- _RECORDS FOR THIS TASK_
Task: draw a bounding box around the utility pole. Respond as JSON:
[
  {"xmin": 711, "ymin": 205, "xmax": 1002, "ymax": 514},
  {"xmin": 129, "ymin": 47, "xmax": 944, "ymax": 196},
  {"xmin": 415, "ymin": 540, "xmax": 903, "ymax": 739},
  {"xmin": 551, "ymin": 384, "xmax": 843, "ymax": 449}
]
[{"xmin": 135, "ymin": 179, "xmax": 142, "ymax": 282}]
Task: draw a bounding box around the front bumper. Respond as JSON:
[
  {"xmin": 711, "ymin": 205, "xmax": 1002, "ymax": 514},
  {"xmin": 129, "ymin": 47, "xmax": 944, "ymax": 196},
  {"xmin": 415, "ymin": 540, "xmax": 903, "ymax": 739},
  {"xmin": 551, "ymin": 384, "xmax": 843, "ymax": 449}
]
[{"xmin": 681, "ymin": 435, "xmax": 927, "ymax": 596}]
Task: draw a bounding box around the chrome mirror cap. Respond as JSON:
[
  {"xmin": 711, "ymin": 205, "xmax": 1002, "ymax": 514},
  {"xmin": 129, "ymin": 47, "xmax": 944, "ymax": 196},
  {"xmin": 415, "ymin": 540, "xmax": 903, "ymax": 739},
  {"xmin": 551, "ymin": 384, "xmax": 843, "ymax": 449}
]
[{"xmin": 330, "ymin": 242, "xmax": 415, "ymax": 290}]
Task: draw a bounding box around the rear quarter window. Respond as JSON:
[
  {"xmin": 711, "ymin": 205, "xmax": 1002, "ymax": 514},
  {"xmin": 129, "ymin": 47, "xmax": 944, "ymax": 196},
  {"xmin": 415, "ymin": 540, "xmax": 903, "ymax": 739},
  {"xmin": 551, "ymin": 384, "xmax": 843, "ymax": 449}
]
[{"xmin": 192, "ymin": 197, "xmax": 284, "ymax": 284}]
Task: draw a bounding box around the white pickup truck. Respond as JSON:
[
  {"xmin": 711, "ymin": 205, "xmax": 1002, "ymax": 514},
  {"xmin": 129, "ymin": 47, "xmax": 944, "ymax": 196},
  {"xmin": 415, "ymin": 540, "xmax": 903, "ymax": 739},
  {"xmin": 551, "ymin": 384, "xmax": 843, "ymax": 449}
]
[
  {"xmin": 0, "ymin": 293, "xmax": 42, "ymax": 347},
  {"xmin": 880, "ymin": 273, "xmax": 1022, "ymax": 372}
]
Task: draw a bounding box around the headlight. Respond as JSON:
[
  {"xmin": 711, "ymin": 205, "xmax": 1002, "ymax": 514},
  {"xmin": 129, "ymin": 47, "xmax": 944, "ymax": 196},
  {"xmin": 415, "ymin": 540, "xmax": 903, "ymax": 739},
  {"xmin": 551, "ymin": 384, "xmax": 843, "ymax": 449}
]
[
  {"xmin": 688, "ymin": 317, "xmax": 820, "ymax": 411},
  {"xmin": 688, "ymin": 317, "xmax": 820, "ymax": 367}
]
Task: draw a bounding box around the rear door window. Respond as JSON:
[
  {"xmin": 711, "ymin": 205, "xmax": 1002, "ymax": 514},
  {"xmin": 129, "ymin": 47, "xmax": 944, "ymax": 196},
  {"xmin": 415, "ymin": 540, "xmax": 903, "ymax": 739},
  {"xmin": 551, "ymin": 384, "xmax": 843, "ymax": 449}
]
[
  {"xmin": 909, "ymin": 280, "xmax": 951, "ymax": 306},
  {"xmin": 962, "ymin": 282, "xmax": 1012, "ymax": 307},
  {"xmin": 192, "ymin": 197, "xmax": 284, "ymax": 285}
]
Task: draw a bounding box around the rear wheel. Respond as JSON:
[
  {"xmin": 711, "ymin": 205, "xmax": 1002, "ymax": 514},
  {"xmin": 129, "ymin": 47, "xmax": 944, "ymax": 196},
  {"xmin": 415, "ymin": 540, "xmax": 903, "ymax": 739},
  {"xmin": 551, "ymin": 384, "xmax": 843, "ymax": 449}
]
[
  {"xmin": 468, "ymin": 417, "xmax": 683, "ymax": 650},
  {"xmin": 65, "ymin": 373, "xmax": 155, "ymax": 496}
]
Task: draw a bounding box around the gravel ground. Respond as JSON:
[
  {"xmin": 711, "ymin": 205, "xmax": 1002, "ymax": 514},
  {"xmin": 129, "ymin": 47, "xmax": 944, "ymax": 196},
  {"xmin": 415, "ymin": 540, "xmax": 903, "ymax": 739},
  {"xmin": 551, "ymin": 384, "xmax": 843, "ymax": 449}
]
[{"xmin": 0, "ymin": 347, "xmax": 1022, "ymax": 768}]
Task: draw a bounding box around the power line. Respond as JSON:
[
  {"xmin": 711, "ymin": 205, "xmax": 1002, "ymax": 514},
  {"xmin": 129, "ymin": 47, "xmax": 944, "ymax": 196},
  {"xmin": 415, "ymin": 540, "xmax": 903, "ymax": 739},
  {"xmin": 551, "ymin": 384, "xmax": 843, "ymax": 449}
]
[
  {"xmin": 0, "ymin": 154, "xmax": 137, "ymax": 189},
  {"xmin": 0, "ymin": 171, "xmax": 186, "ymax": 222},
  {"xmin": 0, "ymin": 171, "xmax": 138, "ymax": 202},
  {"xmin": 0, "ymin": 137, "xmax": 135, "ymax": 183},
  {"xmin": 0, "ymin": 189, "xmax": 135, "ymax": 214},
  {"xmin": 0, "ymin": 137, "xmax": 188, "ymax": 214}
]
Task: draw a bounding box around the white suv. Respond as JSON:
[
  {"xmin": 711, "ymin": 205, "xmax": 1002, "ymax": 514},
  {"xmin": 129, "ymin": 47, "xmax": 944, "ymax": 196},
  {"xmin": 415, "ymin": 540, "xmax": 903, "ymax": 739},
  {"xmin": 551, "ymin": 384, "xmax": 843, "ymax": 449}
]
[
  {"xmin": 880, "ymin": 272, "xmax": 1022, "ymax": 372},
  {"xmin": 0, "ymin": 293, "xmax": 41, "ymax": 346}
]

- _EXERCISE_
Please state how many lines of the material above contain the string "rear". Give only the number.

- _ANSWER FOR THE TASK_
3